--- Input data ---

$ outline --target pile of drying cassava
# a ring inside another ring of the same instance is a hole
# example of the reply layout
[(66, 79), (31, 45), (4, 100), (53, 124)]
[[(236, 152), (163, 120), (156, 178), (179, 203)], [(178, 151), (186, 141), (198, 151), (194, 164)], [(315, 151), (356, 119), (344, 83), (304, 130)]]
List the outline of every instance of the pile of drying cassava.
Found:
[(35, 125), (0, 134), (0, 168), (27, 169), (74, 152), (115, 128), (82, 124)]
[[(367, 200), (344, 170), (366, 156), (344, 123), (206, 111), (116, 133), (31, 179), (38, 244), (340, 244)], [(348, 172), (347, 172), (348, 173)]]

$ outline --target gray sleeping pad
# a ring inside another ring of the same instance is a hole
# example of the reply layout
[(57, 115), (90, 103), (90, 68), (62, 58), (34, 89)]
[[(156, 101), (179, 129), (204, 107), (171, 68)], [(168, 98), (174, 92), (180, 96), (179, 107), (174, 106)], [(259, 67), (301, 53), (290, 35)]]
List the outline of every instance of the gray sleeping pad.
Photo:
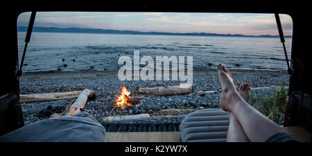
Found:
[(189, 114), (180, 125), (182, 142), (225, 142), (229, 113), (222, 109), (205, 109)]
[(104, 142), (105, 128), (86, 112), (40, 121), (0, 137), (0, 142)]

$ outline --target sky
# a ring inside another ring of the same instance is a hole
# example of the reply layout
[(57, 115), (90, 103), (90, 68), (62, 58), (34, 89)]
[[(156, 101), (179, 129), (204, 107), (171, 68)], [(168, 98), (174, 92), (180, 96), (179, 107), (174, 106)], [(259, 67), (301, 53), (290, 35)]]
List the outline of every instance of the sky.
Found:
[[(17, 26), (28, 26), (30, 17), (30, 12), (19, 15)], [(288, 15), (279, 15), (279, 17), (284, 35), (291, 35), (291, 17)], [(34, 26), (180, 33), (279, 35), (274, 14), (38, 12)]]

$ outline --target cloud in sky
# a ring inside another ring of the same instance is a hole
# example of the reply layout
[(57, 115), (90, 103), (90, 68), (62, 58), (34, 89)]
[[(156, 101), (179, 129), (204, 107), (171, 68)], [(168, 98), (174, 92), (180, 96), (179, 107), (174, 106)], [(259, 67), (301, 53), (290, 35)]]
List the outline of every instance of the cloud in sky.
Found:
[[(27, 26), (31, 12), (19, 16)], [(284, 35), (291, 35), (293, 21), (280, 15)], [(278, 35), (273, 14), (188, 12), (39, 12), (35, 26), (87, 28), (170, 33)]]

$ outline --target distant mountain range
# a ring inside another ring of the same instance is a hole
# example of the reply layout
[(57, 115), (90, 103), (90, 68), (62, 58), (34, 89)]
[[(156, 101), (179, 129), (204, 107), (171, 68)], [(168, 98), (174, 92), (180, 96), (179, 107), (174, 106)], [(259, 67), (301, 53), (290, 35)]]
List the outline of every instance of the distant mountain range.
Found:
[[(27, 31), (27, 26), (17, 26), (19, 32)], [(55, 28), (55, 27), (37, 27), (33, 28), (33, 32), (46, 32), (46, 33), (104, 33), (104, 34), (131, 34), (131, 35), (187, 35), (187, 36), (225, 36), (225, 37), (279, 37), (278, 35), (244, 35), (241, 34), (218, 34), (206, 33), (173, 33), (164, 32), (141, 32), (134, 31), (119, 31), (110, 29), (94, 29), (94, 28)], [(291, 37), (286, 35), (285, 37)]]

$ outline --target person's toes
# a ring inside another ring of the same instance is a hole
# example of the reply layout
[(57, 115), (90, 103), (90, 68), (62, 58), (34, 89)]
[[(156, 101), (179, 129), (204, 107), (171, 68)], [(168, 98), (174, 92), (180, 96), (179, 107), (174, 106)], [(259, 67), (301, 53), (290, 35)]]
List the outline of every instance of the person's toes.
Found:
[(250, 85), (248, 83), (246, 83), (246, 91), (250, 91), (251, 90), (251, 87)]

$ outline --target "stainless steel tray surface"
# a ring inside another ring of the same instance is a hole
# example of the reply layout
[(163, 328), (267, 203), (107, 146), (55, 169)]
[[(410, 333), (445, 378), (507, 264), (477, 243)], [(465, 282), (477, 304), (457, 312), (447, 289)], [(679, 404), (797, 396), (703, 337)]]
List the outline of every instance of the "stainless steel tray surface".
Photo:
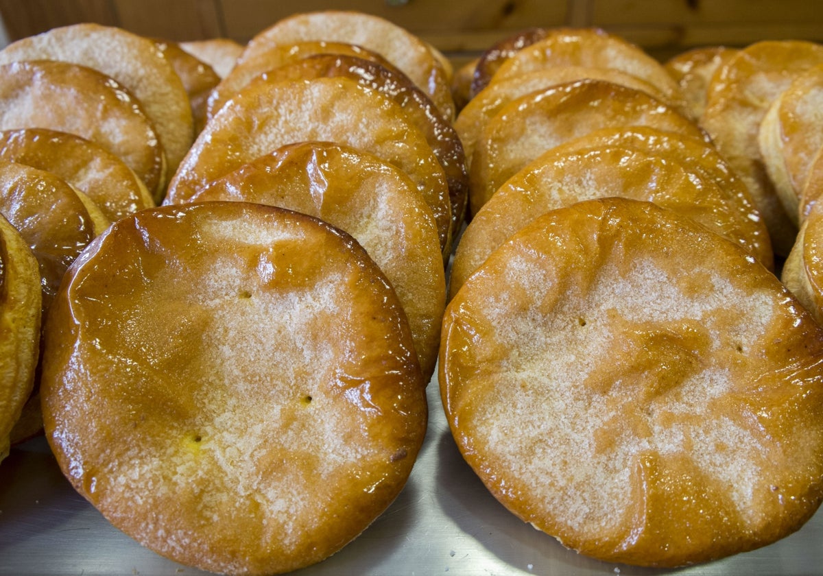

---

:: Given problem ::
Rewrite all of the lines above, swapping "instance" for "object" everywhere it occurs and changing nothing else. Leave the pictures out.

:: Full answer ::
$ outline --target pile of drying cassava
# a ring inside another ring of the same object is a hole
# example of the reply layout
[(66, 79), (31, 45), (4, 100), (53, 124)]
[[(236, 152), (163, 120), (156, 178), (179, 203)], [(178, 151), (186, 141), (198, 151), (194, 164)], [(315, 151), (356, 119), (344, 83), (304, 130)]]
List the outline of every object of the pile of drying cassava.
Found:
[(35, 125), (0, 134), (0, 168), (27, 169), (74, 152), (115, 128), (82, 124)]
[[(367, 200), (344, 170), (366, 156), (344, 123), (206, 111), (116, 133), (31, 179), (38, 244), (340, 244)], [(348, 172), (347, 172), (348, 173)]]

$ outline --target gray sleeping pad
# a ring inside another ring of the same object is a hole
# example of the reply layout
[(57, 115), (90, 103), (90, 68), (62, 58), (34, 89)]
[[(156, 101), (179, 129), (204, 107), (171, 68)], [(168, 98), (174, 92), (180, 96), (179, 107), (174, 106)], [(259, 67), (301, 53), (290, 35)]]
List the outline of every object of the gray sleeping pad.
Photo:
Found:
[(189, 114), (180, 125), (182, 142), (225, 142), (229, 113), (222, 109), (205, 109)]
[(104, 142), (105, 128), (86, 112), (40, 121), (0, 137), (0, 142)]

$ outline --target sky
# a ring inside another ring of the same object is a hole
# example of the reply layout
[(57, 115), (90, 103), (90, 68), (62, 58), (34, 89)]
[[(156, 101), (179, 129), (204, 107), (171, 68)], [(168, 98), (174, 92), (180, 96), (179, 107), (174, 106)], [(259, 67), (301, 53), (290, 35)]]
List the outline of every object of the sky.
Found:
[[(17, 26), (28, 26), (30, 17), (30, 12), (19, 15)], [(288, 15), (279, 15), (279, 17), (284, 35), (291, 35), (291, 17)], [(34, 26), (180, 33), (279, 35), (274, 14), (38, 12)]]

$ outline --target cloud in sky
# a ring inside another ring of the same object is a hole
# example of the reply layout
[(57, 115), (90, 103), (90, 68), (62, 58), (34, 89)]
[[(156, 101), (179, 129), (204, 107), (171, 68)], [(168, 98), (174, 92), (180, 96), (179, 107), (174, 106)], [(259, 67), (301, 53), (290, 35)]]
List the outline of every object of the cloud in sky.
Found:
[[(27, 26), (31, 12), (19, 16)], [(284, 35), (291, 35), (293, 21), (280, 15)], [(278, 35), (273, 14), (188, 12), (39, 12), (35, 26), (87, 28), (170, 33)]]

$ outline --target distant mountain range
# a ring inside another ring of the same object is a hole
# example of the reply layout
[(57, 115), (90, 103), (90, 68), (62, 58), (34, 89)]
[[(156, 101), (179, 129), (204, 107), (171, 68)], [(168, 98), (174, 92), (180, 96), (179, 107), (174, 106)], [(259, 67), (301, 53), (290, 35)]]
List the outline of every object of the distant mountain range.
Found:
[[(27, 31), (27, 26), (17, 26), (19, 32)], [(55, 28), (55, 27), (37, 27), (33, 28), (33, 32), (46, 32), (46, 33), (104, 33), (104, 34), (131, 34), (131, 35), (187, 35), (187, 36), (225, 36), (225, 37), (279, 37), (278, 35), (244, 35), (241, 34), (218, 34), (206, 33), (173, 33), (164, 32), (141, 32), (134, 31), (119, 31), (110, 29), (94, 29), (94, 28)], [(291, 37), (286, 35), (285, 37)]]

$ outline --target person's toes
# a ring inside another ring of the same object is a hole
# example of the reply layout
[(57, 115), (90, 103), (90, 68), (62, 58), (34, 89)]
[[(156, 101), (179, 129), (204, 107), (171, 68)], [(168, 98), (174, 92), (180, 96), (179, 107), (174, 106)], [(259, 67), (301, 53), (290, 35)]]
List the outline of every object of the person's toes.
Found:
[(250, 85), (248, 83), (246, 83), (246, 91), (250, 91), (251, 90), (251, 87)]

$ outline --target "stainless steel tray surface"
# a ring inside another ring of the same object is a hole
# example of the reply layout
[(163, 328), (267, 203), (107, 146), (55, 169)]
[[(410, 333), (445, 378), (507, 264), (477, 243)], [(465, 282), (477, 304), (457, 312), (447, 289)], [(679, 404), (797, 396), (703, 337)]]
List the outline of every object of the "stainless steel tray surface".
Photo:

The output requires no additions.